▶ **Problemas y tareas**:
a: ¿Concuerdan con el fragmento sobre Biden y la cumbre estas afirmaciones? (i) The New York Times publicó una nota sobre la respuesta de Menendez; (ii) la cumbre figura entre las prioridades de Biden; (iii) Florida pasará a elegir 28 congresistas. Responde sí o no a cada una y cita tal cual las palabras del texto que lo deciden.
b: Retoma el fragmento sobre Biden y la cumbre y continúalo a partir de su última oración.

▶ **Fragmento proporcionado**:

◆ ◆ ◆ ◆ ◆

Y el analista de Washington no es el único que piensa esto. A finales de marzo pasado, luego de conocerse la reunión bilateral en Caracas, el diario The New York Times publicó una nota sobre la respuesta contundente de Menendez titulada: "El demócrata al que la Casa Blanca le tiene más miedo". En ella describió el poder que el veterano senador, al que Biden además conoce muy bien de su tiempo en la Cámara Alta, tiene en el Congreso.
La Cumbre, un dolor de cabeza
En conclusión, a cinco meses de una elección que puede definir su capacidad de gobernar en los dos años que le quedan, Biden será anfitrión de una cumbre que no está entre sus prioridades, con países que no tienen para aportarle en ninguno de los problemas que dominan el debate electoral actual. En cambio, ceder ante los reclamos de muchos países de la región como México, Argentina, Bolivia y los caribeños nucleados en Caricom, e invitar a todos los Gobiernos del continente -incluidos Maduro, el cubano Miguel Díaz-Canel y el nicaragüense Daniel Ortega- tendrá un costo político seguro: enfrentarse a un aliado poderoso en la única cámara del Congreso que los analistas pronostican que los demócratas pueden retener en los comicios de noviembre, y a una porción significativa del electorado de Florida, un estado que no solo elige gobernador y un senador este año, sino que sumó un congresista más tras el Censo de 2020 y pasará a elegir 28.

◆ ◆ ◆ ◆ ◆

▶ **Información extraída**:
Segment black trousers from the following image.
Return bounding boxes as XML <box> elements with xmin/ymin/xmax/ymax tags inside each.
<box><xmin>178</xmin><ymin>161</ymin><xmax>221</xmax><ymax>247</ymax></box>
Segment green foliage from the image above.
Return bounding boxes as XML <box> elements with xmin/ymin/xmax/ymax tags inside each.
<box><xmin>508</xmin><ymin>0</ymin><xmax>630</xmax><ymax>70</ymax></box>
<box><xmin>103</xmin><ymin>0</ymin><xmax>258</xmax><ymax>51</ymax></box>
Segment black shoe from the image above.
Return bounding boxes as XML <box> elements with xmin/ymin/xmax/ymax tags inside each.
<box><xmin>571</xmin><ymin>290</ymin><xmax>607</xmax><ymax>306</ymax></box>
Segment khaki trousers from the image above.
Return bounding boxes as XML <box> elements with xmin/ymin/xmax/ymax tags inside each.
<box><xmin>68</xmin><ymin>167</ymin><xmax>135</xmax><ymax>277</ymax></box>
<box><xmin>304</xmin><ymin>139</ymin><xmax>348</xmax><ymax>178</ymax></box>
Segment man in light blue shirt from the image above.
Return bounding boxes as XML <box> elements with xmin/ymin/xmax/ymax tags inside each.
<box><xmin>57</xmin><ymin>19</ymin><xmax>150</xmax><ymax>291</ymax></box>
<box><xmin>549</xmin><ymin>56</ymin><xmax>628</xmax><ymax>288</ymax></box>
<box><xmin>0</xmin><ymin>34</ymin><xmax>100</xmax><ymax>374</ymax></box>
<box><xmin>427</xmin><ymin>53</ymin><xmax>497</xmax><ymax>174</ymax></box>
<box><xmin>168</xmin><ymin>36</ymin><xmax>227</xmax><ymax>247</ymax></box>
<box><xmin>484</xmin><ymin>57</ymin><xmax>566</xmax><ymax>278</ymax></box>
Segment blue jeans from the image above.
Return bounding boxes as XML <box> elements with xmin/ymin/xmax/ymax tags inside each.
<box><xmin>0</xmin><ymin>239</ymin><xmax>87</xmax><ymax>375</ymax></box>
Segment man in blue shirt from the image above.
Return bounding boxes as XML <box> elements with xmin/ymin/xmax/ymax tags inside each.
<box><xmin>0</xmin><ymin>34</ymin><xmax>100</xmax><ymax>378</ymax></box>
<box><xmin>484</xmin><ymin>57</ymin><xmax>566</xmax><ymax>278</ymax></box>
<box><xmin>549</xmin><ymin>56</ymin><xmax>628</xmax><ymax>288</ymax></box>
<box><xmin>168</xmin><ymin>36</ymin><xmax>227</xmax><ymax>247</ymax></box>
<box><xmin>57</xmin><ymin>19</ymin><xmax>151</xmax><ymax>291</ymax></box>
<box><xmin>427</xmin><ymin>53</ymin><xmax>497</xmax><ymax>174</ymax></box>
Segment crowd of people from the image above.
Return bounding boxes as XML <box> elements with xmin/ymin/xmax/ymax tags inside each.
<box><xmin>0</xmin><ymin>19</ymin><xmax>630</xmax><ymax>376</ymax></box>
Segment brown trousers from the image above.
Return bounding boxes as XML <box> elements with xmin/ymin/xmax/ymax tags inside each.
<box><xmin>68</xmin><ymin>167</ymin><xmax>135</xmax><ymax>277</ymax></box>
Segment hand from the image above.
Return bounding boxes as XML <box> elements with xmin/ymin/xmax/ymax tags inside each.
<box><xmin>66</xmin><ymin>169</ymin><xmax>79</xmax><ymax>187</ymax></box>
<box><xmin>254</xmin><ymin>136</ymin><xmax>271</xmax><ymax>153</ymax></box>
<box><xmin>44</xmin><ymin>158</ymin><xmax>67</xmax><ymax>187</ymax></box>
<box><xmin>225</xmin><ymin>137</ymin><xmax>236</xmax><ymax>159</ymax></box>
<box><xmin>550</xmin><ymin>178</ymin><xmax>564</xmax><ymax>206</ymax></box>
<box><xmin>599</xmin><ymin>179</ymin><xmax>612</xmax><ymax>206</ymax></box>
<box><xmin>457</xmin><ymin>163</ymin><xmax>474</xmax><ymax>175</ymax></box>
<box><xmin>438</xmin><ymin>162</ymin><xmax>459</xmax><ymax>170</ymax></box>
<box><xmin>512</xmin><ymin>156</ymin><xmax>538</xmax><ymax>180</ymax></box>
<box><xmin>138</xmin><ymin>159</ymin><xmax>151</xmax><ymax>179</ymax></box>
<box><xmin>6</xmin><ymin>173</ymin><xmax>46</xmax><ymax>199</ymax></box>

◆ ◆ ◆ ◆ ◆

▶ **En respuesta**:
a:
(i) Sí: «el diario The New York Times publicó una nota sobre la respuesta contundente de Menendez».
(ii) No: «una cumbre que no está entre sus prioridades».
(iii) Sí: «sumó un congresista más tras el Censo de 2020 y pasará a elegir 28».

b:
"El único lugar en el que la cumbre tiene una importancia para la política local es Florida", sostuvo Shifter al analizar un posible vínculo entre lo que suceda en la cumbre y la dinámica electoral de este año. A lo sumó, agregó, si la cumbre fracasa, podría alimentar un discurso que ya existe en la oposición sobre los errores del presidente, no mucho más.
"Si finalmente no invita a estos tres países y no consigue que todos los presidentes invitados vayan, creo que solo será usado como un ejemplo más de lo que la oposición considera es la incompetencia de Biden. Biden siempre se congratuló de ser un experto de política exterior, de conocer a los líderes. No será su principal vulnerabilidad en las elecciones, pero sí alimentará la narrativa que ya existe y que comenzó con la retirada de Afganistán, lo que se hizo mal y los problemas políticos que creó", sostuvo.
¿Una posibilidad para Argentina?
Si finalmente Estados Unidos excluye a los tres países y el presidente mexicano Andrés Manuel López Obrador cumple con su palabra y no viaja a Los Angeles, Biden enfrentaría el incómodo momento de no contar cómo aliado en la habitación a ninguno de los líderes de las dos grandes potencias regionales: ni México, quien igual ya se ocupó de negociar todas las cuestiones migratorias que Washington pedía para no resentir la relación bilateral, ni Brasil, gobernado hasta fin de año por Jair Bolsonaro, un capitán retirado del Ejército con un discurso xenófobo, misógino, anticiencia y prodictadura que opacó todas las coincidencias en materia de economía neoliberal que tuvo con Washington.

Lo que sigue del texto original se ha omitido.